_Dataset extract_
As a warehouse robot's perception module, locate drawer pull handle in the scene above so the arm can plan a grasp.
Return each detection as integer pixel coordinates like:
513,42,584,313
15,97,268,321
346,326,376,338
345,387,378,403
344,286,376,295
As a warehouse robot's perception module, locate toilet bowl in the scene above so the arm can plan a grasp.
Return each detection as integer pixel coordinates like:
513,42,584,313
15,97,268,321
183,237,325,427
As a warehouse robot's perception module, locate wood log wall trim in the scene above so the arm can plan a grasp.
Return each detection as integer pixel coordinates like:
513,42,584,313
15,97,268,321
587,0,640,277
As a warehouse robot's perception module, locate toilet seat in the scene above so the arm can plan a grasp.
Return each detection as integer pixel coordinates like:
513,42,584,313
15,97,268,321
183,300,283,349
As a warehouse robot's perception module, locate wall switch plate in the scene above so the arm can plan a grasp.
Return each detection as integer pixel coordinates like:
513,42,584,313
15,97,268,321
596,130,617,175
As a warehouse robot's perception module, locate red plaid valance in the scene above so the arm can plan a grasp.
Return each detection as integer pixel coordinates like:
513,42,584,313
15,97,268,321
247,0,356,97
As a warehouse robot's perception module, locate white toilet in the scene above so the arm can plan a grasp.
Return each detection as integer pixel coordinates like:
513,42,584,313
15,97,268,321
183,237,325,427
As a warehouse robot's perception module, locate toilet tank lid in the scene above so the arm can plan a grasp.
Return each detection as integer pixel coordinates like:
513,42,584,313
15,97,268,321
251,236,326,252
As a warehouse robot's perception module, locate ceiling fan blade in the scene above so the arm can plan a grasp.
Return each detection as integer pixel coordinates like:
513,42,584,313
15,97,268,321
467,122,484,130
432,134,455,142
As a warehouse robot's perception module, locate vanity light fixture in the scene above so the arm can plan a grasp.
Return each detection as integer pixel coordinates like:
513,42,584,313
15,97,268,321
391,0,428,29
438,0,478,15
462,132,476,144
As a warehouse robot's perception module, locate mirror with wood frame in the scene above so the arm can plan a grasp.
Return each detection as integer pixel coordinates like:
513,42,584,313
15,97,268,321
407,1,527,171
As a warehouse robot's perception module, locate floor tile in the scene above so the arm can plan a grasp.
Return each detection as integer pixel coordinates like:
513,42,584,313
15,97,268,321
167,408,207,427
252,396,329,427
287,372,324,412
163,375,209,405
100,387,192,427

_Aim of the task_
Find every line in the data above that contains the word "perception", treating uppercase and lowercase as different, and copy each of those lines in full.

_Result_
As a warehouse robot's perception module, locate drawer pull handle in the scene above so the arm can plan a grasp.
As a warehouse robot's perception module, locate toilet bowl in the scene above so the arm can plan a grasp.
As a warehouse robot's perception module, locate wood log wall trim in the scene above so the arm can plan a grasp.
As a warehouse robot's perception module, locate toilet seat in the scene above so the arm can plan a grasp.
As a warehouse robot's perception module, locate wall switch plate in the scene above so the arm can plan a grasp.
As a warehouse robot's perception module, locate red plaid valance in the scene above so the arm can plan a grasp.
As a warehouse robot's perception module, locate white toilet in the scene above so the arm can plan a grasp.
As a warehouse robot's perception module, locate toilet tank lid in the scene above so the arm can plan a grasp.
As a warehouse robot's perception module, locate ceiling fan blade in the scene above so the arm can plan a grasp.
As a warehouse robot's perception module, locate vanity light fixture in the scene above so the arm can plan a grasp.
As a warehouse robot's perception module, locate mirror with wood frame in the scene above so the arm can plan a grasp.
As a warehouse robot's perception module, locate floor tile in the scene above so the arm can plan a grasp.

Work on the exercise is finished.